§ **THE PROBLEM**: Given the listing below, reproduce all of it exactly.

§ **AVAILABLE DATA**:
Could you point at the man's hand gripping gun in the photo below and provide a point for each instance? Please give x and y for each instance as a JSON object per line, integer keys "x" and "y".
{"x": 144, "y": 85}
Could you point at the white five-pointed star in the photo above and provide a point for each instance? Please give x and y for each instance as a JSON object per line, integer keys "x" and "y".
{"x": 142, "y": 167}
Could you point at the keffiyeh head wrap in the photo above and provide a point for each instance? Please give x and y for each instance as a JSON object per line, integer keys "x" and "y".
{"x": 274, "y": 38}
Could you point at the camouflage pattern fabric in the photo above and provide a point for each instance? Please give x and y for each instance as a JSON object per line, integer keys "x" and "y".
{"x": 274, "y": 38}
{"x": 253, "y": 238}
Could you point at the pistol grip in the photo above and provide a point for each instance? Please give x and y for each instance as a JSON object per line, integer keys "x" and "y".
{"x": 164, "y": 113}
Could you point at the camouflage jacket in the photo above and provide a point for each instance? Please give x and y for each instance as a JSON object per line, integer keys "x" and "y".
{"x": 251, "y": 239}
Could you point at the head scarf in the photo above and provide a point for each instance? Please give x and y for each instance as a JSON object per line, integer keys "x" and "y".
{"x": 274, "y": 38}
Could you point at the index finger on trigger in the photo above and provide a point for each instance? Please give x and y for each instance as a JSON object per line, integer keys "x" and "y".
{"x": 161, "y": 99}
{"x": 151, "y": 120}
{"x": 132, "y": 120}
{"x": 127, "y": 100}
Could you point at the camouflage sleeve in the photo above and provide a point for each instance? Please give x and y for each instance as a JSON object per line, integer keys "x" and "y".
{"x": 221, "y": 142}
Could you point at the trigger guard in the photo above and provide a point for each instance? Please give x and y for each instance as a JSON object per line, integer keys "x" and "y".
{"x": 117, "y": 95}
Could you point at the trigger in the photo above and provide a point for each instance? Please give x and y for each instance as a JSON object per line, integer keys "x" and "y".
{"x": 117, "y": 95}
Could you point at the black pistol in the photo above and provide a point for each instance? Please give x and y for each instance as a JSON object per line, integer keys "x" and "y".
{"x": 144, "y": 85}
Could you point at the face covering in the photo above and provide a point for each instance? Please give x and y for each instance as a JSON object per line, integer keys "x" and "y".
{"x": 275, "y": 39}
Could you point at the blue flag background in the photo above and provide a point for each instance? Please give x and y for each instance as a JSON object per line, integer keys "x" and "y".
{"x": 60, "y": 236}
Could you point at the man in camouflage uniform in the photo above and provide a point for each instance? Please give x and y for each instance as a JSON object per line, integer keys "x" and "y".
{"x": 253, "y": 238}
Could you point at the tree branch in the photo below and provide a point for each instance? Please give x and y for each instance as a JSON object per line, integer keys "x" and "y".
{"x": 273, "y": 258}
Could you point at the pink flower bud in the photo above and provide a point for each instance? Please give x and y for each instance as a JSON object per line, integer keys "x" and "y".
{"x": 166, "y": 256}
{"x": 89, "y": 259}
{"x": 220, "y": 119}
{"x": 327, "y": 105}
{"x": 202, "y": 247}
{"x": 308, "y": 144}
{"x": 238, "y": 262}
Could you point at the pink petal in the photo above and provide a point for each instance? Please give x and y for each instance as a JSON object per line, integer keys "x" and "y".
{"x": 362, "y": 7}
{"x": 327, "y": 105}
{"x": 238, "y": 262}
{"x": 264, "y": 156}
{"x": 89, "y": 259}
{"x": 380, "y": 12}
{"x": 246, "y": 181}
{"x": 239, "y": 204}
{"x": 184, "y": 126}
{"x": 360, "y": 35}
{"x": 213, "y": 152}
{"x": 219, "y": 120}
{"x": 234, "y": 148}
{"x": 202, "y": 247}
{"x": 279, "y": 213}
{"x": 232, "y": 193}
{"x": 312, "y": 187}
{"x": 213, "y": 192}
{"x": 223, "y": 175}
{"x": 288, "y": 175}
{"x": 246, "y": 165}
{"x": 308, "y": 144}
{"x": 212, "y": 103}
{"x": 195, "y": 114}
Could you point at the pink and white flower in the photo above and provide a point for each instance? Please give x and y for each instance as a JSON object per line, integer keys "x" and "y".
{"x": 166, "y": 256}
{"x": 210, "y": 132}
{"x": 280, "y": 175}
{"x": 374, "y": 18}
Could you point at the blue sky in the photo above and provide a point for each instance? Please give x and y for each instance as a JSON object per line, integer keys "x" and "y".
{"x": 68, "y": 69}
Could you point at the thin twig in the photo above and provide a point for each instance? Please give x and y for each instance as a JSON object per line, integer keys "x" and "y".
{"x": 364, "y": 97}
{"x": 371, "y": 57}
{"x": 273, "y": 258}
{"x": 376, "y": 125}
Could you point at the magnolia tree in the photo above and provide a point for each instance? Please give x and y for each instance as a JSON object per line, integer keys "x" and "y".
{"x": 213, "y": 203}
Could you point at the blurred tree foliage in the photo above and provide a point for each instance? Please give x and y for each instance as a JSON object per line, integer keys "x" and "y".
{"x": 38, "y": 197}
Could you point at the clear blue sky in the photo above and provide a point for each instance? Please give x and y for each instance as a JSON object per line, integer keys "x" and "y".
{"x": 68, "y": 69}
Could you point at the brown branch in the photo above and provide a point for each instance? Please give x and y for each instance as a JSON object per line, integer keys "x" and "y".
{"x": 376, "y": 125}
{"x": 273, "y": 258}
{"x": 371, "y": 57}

§ **REPLY**:
Could you point at the man's hand gripping gun in the photo below and provide a point for each instance? Please give x and y for each instance as a JSON object per line, integer keys "x" and "y".
{"x": 144, "y": 85}
Could you point at the white five-pointed star in the photo above and provide a point for each instance? Please give x and y for each instance as a JSON object per line, integer keys "x" and "y".
{"x": 142, "y": 167}
Could you point at the keffiyeh head wrap in the photo above and provide a point for each instance? Please give x and y for each instance as a JSON object per line, integer keys "x" and "y".
{"x": 274, "y": 38}
Could you point at the camouflage pattern fabric in the photo above and provide a point for each instance? Please give x and y for each instance as a JSON object per line, integer keys "x" and "y".
{"x": 274, "y": 38}
{"x": 253, "y": 238}
Could you point at the pistol grip in the photo above and provide a point for each instance? Please give x and y for each instance as a JSON object per line, integer keys "x" and "y".
{"x": 164, "y": 113}
Could you point at the camouflage jacket in the photo above and provide a point for each instance? Please give x and y for each instance as a JSON object per line, integer keys "x" and "y".
{"x": 251, "y": 239}
Could you point at the head scarf in the photo above and provide a point for each instance? Please give x and y for each instance as a JSON object per line, integer keys "x" and "y".
{"x": 274, "y": 38}
Could you point at the index finger on trigger in the photo above and provide a point for each instance? Please give x and y for each instance as a JSON object per line, integer keys "x" and "y".
{"x": 161, "y": 99}
{"x": 151, "y": 120}
{"x": 132, "y": 120}
{"x": 127, "y": 100}
Could you point at the camouflage sleeve in the photo above and provide a point for each instance? Please give x and y for each instance as a JSON object per line, integer keys "x" and "y".
{"x": 221, "y": 142}
Could you point at the trigger guard in the photo above and provide a point for each instance? Please give x and y for each instance as a JSON object per line, integer keys "x" and "y".
{"x": 117, "y": 95}
Could you point at the trigger in the photo above and provide a point for each instance? Please give x and y for each instance as a JSON object per line, integer keys "x" and "y".
{"x": 117, "y": 95}
Could you point at the black pistol in the photo above and provide a point for each instance? Please give x and y for each instance as a JSON object per line, integer keys "x" and "y".
{"x": 144, "y": 85}
Could you point at the face covering in the photo above and provide a point for each instance? Please give x and y for each instance as a JSON object per line, integer keys "x" and "y".
{"x": 275, "y": 39}
Could you point at the blue flag background in the photo above and provide a point for each instance? Please give x and y for each instance as a JSON object per line, integer keys "x" and "y".
{"x": 60, "y": 236}
Could you point at the man in camouflage uniform in the photo above and provide a point for each instance? Please give x and y for each instance as a JSON object per line, integer keys "x" and "y".
{"x": 253, "y": 238}
Could you point at the tree branch in the photo below and provide a point for each instance? Please give x and y for each instance as a JSON object per line, integer keys "x" and "y".
{"x": 273, "y": 258}
Could you point at the pink flower bud in the photo above and provide a point for each instance? Please give x and y for each instance as a JSON object per line, integer keys "x" and "y".
{"x": 166, "y": 256}
{"x": 89, "y": 259}
{"x": 220, "y": 119}
{"x": 327, "y": 105}
{"x": 202, "y": 247}
{"x": 308, "y": 144}
{"x": 238, "y": 262}
Could you point at the pink petal in the photo above and provide a point for each instance? Please give x and y for each instance as a JSON object per line, integer keys "x" and "y".
{"x": 362, "y": 7}
{"x": 327, "y": 105}
{"x": 238, "y": 262}
{"x": 264, "y": 156}
{"x": 89, "y": 259}
{"x": 380, "y": 12}
{"x": 246, "y": 181}
{"x": 239, "y": 204}
{"x": 184, "y": 126}
{"x": 360, "y": 35}
{"x": 213, "y": 152}
{"x": 219, "y": 120}
{"x": 234, "y": 148}
{"x": 202, "y": 247}
{"x": 279, "y": 213}
{"x": 232, "y": 193}
{"x": 312, "y": 187}
{"x": 213, "y": 192}
{"x": 223, "y": 175}
{"x": 288, "y": 175}
{"x": 246, "y": 165}
{"x": 308, "y": 144}
{"x": 212, "y": 103}
{"x": 195, "y": 114}
Could you point at the pink and white flower in the photo above and provide a point for each instance? Please give x and y for each instance as a JSON object per line, integer keys "x" and "y".
{"x": 166, "y": 256}
{"x": 210, "y": 132}
{"x": 280, "y": 175}
{"x": 374, "y": 18}
Could you point at the blue sky in the photo above and provide a point for each instance? Please give x and y for each instance as a JSON object per line, integer keys "x" and "y".
{"x": 68, "y": 69}
Could you point at the thin twig in the photo above and provide a point for each instance? Please give x and y for each instance as a JSON object per line, integer keys "x" and "y".
{"x": 364, "y": 97}
{"x": 371, "y": 57}
{"x": 273, "y": 258}
{"x": 376, "y": 125}
Could you point at the magnolia tree in the photo above and provide a point for each instance? Please give x and y for each instance as a JSON object per line, integer keys "x" and "y".
{"x": 213, "y": 203}
Could you point at the blurred tree foliage in the photo above and provide a point for each instance? Please give x and y for each instance as a JSON object per line, integer keys "x" and "y".
{"x": 38, "y": 197}
Could you point at the clear blue sky in the photo above and provide a point for each instance? Please give x and y for each instance as a JSON object per line, integer keys "x" and "y".
{"x": 68, "y": 69}
Could you point at the brown branch in the photo above and provide a point for each instance? Please give x and y for each instance as a JSON object per line, integer keys "x" and "y".
{"x": 376, "y": 125}
{"x": 273, "y": 258}
{"x": 371, "y": 57}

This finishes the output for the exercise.